(Stored dataset listing)
+===+

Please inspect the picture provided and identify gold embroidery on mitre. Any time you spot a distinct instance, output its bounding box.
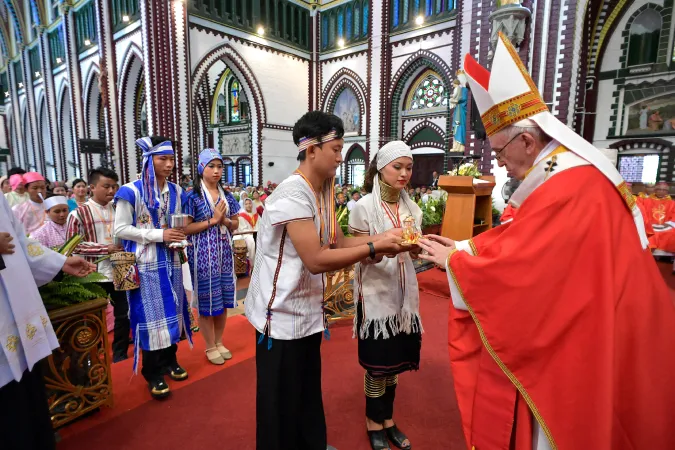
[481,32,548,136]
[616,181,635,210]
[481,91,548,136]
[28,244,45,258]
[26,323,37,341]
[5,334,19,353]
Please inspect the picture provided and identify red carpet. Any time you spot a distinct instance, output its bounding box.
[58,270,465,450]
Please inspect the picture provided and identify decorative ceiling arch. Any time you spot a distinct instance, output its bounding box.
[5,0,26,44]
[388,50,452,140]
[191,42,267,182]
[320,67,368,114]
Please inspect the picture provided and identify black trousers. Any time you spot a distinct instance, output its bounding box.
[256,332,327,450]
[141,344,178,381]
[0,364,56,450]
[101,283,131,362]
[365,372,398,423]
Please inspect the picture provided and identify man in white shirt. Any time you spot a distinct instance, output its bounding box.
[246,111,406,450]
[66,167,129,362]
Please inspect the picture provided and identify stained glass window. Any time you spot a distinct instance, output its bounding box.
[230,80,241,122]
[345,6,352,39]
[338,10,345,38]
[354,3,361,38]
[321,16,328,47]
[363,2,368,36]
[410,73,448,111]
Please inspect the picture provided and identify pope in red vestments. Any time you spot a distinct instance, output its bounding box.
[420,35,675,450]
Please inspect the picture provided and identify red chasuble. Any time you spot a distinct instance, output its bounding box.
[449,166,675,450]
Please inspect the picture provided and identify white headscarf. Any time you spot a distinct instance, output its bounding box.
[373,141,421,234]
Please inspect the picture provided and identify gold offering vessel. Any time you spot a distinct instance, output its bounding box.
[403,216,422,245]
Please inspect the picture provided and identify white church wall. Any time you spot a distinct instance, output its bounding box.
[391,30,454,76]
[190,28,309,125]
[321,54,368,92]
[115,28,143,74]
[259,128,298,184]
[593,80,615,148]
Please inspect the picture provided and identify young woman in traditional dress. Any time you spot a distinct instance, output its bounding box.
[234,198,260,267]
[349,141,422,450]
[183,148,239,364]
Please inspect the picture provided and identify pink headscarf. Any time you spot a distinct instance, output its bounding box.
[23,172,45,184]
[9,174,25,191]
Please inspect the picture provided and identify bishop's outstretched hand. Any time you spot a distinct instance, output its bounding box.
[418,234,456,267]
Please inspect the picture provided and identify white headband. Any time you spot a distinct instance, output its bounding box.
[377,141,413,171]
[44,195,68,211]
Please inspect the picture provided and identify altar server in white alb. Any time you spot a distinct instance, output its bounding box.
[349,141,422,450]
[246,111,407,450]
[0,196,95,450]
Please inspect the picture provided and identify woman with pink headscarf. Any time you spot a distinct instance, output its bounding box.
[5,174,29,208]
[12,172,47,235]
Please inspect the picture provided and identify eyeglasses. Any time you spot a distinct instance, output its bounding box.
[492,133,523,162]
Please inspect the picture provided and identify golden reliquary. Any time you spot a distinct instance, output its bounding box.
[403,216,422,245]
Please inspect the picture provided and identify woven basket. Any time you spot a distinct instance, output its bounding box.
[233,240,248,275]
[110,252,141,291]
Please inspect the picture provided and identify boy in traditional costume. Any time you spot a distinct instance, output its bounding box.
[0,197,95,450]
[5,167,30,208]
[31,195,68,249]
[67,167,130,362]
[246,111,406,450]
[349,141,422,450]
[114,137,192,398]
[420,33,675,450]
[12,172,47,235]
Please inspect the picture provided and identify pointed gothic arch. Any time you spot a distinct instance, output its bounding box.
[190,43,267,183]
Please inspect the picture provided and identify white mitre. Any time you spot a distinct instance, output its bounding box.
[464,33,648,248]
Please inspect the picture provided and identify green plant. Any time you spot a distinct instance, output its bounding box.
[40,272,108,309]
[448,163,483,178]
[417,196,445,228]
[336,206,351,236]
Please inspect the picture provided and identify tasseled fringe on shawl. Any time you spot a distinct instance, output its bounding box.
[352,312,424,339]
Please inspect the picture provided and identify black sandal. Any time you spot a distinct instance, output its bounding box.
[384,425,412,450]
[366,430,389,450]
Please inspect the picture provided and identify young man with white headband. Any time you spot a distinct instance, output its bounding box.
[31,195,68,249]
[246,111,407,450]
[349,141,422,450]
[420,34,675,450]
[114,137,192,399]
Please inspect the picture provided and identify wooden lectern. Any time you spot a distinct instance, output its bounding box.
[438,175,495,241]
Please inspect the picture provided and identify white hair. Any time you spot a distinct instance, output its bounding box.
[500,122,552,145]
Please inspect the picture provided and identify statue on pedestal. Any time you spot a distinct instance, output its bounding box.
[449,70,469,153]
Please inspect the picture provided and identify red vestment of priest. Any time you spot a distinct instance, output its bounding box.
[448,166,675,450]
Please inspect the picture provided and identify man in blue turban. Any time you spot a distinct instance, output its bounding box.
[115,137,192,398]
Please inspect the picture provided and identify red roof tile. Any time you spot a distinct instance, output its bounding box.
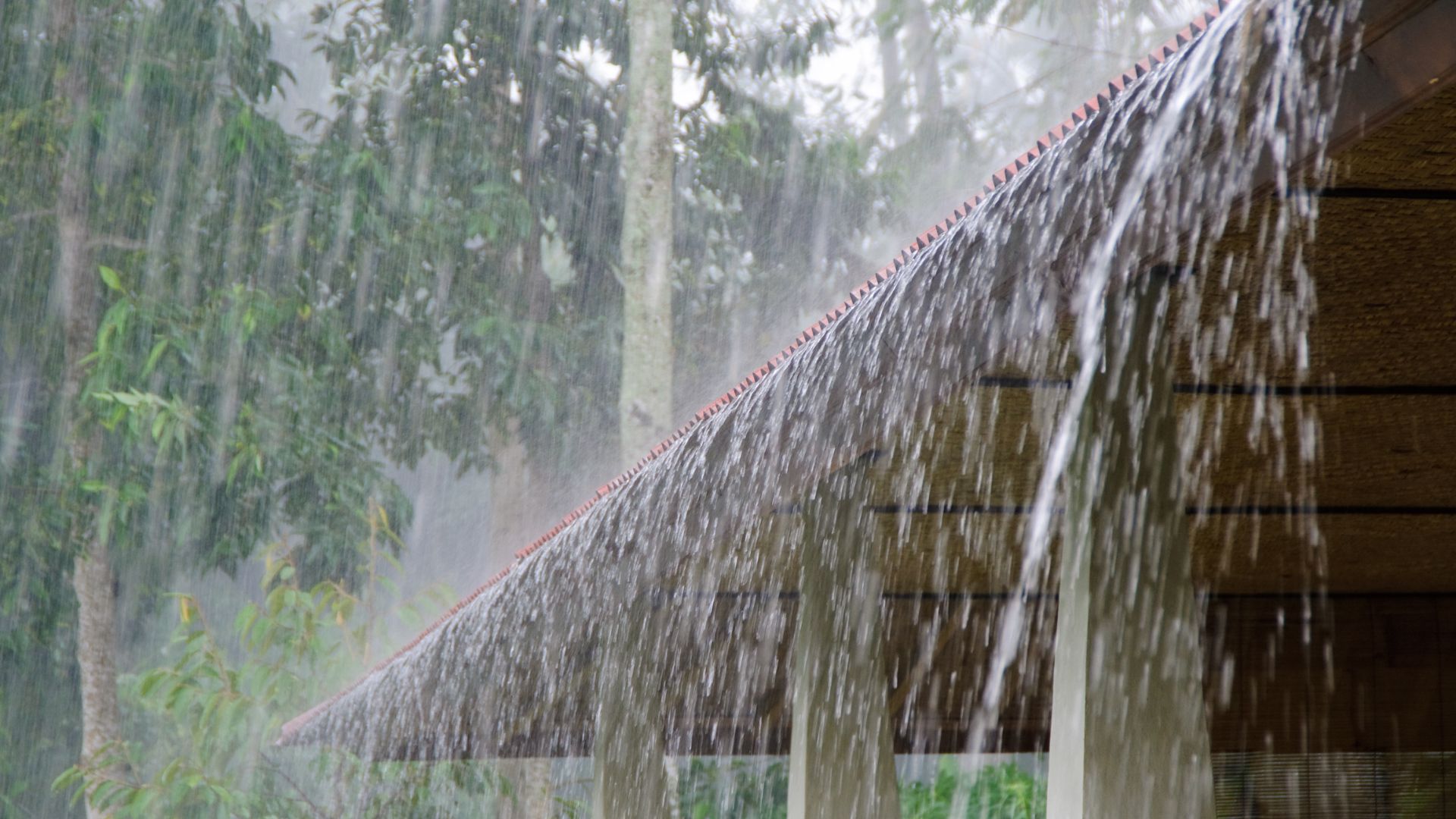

+===+

_WORK TO DO_
In the listing, from the line with "Please inspect the picture provided and identify pointed" to the line with "[114,137,192,399]", swap "green plant" for "leafy plant" and write out those lines again with nothing else changed.

_REPLY_
Please inspect the picture provided and identify pointed gothic arch. Any time you spot a distinct instance, output its bounding box.
[190,43,267,183]
Please inspect the picture provided and identify white mitre. Any time you spot a distinct instance, output its bounding box.
[464,33,648,248]
Please inspect the picture provided and identify leafy plant. Any time you spot a distinct instance, output its bounding box.
[40,272,108,309]
[448,163,483,178]
[417,196,445,228]
[336,206,351,236]
Please inspect the picture provided and identify tasseled fringe on shawl. Any time you spot a distinct instance, output its bounding box.
[352,312,424,339]
Please inspect the picture provided and identify black sandal. Any time you spot a distinct instance, output its bounding box.
[384,425,412,450]
[366,430,389,450]
Please inspect the picture provided and identify young man with white headband. Any time you spot a distinct instance, output its bounding box.
[31,195,68,249]
[246,111,407,450]
[349,141,422,450]
[420,34,675,450]
[114,137,192,399]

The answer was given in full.